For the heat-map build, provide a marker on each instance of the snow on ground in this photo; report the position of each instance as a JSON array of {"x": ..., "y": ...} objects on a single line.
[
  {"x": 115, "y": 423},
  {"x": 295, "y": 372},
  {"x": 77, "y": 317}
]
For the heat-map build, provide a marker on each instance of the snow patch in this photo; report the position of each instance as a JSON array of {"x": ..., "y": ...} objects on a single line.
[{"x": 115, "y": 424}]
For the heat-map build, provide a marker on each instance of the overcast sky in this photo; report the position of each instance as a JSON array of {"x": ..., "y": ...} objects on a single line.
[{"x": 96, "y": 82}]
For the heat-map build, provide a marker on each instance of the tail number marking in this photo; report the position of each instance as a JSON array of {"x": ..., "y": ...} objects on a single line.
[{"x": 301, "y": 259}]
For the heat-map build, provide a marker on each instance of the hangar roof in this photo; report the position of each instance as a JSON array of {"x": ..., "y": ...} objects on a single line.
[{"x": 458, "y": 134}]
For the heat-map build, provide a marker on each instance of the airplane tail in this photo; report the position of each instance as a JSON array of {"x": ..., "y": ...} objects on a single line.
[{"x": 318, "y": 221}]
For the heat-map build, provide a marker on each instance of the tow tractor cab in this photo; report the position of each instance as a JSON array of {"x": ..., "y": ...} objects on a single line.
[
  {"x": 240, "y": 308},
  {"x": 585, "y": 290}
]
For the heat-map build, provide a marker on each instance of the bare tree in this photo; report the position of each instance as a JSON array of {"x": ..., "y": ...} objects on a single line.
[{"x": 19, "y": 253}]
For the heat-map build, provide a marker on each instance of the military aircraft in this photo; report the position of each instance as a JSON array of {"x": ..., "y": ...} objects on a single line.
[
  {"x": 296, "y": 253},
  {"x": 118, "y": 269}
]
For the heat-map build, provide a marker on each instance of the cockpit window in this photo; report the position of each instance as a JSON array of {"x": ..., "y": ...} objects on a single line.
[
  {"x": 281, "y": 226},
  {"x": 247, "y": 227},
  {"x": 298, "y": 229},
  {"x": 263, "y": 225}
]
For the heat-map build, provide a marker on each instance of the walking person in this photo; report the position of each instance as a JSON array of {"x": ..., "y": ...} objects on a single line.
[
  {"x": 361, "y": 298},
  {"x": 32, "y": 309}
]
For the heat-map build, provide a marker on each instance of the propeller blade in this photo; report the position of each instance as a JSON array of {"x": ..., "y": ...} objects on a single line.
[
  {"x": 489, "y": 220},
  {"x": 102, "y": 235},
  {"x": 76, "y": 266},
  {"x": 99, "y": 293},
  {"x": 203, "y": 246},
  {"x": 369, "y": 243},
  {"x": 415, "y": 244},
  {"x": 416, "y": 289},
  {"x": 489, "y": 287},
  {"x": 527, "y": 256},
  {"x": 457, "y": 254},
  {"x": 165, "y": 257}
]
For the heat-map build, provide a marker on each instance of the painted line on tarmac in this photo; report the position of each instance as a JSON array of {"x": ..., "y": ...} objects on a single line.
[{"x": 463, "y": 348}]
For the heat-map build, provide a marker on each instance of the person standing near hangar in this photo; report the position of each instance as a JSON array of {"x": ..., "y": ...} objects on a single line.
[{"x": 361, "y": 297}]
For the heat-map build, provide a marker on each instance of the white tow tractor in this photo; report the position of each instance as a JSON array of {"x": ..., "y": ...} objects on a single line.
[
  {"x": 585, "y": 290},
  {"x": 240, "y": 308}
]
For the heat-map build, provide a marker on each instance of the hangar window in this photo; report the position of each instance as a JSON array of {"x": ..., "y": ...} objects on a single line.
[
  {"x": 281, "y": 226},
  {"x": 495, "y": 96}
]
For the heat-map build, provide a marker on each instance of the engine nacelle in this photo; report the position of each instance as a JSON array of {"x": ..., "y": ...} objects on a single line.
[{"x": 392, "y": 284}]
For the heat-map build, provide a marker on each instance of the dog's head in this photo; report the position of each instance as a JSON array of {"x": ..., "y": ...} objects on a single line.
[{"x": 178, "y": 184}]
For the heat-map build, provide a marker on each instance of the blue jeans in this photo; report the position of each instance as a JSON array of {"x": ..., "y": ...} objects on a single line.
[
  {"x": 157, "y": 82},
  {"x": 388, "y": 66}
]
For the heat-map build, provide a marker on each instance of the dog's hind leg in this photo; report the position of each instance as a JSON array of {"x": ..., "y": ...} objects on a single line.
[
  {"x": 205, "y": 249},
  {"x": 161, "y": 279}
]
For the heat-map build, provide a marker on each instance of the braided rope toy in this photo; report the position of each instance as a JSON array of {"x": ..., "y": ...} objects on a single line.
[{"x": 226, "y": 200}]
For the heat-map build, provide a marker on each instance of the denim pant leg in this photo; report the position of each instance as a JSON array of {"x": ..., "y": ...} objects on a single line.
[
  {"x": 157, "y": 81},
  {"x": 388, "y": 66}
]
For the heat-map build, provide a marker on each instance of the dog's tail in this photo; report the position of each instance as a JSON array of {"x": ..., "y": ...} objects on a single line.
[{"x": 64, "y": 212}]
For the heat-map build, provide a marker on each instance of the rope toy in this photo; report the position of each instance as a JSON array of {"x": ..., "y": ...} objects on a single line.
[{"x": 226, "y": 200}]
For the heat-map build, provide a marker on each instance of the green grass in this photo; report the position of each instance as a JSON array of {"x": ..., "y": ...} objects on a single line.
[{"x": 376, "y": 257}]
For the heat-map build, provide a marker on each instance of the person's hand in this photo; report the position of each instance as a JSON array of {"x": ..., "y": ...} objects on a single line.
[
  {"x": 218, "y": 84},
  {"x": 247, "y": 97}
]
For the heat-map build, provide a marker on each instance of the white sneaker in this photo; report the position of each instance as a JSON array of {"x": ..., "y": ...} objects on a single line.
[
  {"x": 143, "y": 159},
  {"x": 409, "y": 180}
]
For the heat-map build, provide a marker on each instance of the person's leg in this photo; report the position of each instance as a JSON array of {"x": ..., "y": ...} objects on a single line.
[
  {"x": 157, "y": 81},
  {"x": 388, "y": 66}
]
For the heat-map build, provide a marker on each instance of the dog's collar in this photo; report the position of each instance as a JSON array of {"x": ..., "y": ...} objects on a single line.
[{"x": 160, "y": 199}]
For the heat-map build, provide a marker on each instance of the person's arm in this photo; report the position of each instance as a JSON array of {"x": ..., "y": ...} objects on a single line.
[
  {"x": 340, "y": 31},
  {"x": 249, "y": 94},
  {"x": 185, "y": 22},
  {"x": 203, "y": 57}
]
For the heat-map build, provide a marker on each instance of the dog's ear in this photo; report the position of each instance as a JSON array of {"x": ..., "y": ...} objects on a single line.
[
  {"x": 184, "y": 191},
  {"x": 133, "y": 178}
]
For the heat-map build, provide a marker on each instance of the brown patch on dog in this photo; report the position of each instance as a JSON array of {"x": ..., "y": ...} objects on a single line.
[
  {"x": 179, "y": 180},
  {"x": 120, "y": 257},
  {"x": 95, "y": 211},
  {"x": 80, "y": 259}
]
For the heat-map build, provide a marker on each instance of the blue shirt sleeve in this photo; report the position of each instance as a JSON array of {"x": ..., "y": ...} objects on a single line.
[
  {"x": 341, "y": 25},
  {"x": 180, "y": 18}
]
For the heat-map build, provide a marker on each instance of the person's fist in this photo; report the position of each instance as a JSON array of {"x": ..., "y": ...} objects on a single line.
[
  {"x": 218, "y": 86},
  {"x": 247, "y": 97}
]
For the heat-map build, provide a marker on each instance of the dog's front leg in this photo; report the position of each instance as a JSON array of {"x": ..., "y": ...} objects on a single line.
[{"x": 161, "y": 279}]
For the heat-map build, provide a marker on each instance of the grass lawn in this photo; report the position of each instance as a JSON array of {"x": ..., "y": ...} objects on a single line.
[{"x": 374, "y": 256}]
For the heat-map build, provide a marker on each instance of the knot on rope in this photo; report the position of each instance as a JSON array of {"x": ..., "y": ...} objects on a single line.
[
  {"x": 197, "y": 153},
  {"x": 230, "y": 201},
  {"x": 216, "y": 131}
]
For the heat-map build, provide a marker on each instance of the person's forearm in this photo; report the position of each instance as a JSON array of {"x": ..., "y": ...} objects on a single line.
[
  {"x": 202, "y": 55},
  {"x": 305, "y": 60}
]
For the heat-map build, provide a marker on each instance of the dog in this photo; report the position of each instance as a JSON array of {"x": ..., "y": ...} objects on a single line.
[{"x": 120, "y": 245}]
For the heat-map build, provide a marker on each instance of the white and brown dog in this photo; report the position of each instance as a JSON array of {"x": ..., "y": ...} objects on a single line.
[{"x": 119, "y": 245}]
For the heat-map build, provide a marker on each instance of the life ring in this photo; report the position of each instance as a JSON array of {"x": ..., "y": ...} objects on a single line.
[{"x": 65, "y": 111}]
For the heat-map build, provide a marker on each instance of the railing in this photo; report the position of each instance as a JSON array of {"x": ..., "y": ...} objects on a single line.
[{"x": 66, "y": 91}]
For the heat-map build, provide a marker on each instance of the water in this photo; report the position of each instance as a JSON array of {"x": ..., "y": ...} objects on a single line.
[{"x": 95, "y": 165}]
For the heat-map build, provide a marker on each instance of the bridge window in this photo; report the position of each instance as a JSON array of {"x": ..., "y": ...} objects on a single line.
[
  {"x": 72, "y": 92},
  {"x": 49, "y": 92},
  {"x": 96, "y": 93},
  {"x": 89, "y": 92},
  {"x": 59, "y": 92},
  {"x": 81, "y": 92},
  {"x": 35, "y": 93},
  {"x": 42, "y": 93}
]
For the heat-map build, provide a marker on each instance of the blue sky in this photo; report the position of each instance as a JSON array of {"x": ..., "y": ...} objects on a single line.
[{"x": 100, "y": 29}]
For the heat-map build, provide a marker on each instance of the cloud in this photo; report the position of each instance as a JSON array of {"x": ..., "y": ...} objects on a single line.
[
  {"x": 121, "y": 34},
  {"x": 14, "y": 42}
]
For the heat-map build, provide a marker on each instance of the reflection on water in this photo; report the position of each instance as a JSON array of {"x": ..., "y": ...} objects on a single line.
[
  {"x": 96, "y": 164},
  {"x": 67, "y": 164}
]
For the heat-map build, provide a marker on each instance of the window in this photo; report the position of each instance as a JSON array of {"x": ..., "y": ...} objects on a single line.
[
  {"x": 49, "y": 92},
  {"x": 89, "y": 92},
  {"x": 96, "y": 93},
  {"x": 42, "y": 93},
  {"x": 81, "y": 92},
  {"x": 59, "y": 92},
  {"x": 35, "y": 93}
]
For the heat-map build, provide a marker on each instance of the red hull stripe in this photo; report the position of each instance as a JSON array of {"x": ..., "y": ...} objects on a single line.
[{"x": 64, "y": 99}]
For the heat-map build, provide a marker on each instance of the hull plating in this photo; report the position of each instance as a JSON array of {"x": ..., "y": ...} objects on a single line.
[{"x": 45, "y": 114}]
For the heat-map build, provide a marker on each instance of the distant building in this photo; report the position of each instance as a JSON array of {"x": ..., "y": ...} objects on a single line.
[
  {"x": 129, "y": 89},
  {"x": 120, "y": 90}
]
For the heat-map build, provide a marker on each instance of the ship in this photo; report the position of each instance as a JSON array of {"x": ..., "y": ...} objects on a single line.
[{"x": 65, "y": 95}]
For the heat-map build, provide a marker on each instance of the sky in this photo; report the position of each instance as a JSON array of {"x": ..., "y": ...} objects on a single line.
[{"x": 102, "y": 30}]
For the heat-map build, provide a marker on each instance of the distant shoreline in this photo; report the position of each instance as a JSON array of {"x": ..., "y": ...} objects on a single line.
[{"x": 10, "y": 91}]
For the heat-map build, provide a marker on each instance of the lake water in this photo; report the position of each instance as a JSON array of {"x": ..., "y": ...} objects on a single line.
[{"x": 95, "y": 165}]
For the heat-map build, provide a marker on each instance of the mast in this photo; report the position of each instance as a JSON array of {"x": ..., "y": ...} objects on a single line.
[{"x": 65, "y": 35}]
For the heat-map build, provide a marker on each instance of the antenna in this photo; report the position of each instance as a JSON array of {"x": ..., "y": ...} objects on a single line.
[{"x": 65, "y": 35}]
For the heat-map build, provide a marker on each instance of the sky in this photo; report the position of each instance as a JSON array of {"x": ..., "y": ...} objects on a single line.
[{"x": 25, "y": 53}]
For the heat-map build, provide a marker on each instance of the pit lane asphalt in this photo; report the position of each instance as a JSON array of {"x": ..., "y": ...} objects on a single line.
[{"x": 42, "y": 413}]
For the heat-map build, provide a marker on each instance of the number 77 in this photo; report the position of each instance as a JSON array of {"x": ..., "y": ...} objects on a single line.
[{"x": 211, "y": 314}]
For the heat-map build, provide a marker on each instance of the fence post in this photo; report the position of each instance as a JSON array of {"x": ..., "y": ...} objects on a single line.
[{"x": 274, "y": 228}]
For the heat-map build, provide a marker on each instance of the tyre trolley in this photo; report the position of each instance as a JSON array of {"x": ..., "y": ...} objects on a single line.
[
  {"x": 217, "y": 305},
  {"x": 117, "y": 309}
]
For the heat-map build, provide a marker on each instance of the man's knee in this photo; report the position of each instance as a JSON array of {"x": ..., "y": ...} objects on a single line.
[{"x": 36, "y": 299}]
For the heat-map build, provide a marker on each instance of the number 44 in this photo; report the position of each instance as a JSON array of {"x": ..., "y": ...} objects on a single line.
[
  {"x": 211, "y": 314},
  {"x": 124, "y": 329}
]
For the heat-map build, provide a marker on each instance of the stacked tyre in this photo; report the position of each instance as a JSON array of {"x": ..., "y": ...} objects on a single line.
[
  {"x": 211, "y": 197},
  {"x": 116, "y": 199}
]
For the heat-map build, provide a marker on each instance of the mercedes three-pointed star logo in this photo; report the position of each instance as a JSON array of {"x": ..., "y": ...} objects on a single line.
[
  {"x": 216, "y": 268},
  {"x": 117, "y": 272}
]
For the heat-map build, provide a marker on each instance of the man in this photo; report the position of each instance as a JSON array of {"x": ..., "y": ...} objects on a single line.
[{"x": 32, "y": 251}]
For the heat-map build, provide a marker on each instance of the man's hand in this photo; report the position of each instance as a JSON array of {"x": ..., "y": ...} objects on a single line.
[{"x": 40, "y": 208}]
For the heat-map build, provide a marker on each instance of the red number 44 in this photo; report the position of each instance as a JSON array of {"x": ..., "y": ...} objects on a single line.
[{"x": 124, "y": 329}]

- _DO THIS_: Exact repetition is required for the lines from the one that contains "of the mercedes" through the final line; leave out everything else.

- _SOLUTION TO THIS EXERCISE_:
For the heat-map build, provide a marker on each instance of the mercedes three-pointed star logo in this photo; report the position of each instance as a JSON array of {"x": ..., "y": ...} objects on a single line.
[
  {"x": 216, "y": 268},
  {"x": 117, "y": 272}
]
For the heat-map build, provide a marker on each instance of the man in this photo; report the position of each instance as a JSON array of {"x": ..., "y": ...} objects on a single line.
[{"x": 32, "y": 251}]
For the heat-map build, provide a marker on each instance of the man's hand in this photo; report the position of each instance as a JSON array of {"x": ..., "y": ...} objects on a single line.
[{"x": 40, "y": 208}]
For the heat-map build, provide a marker on each instance of the red number 44 in this photo; report the position of each instance as a JSON array of {"x": ..., "y": ...} objects on a single line.
[{"x": 124, "y": 329}]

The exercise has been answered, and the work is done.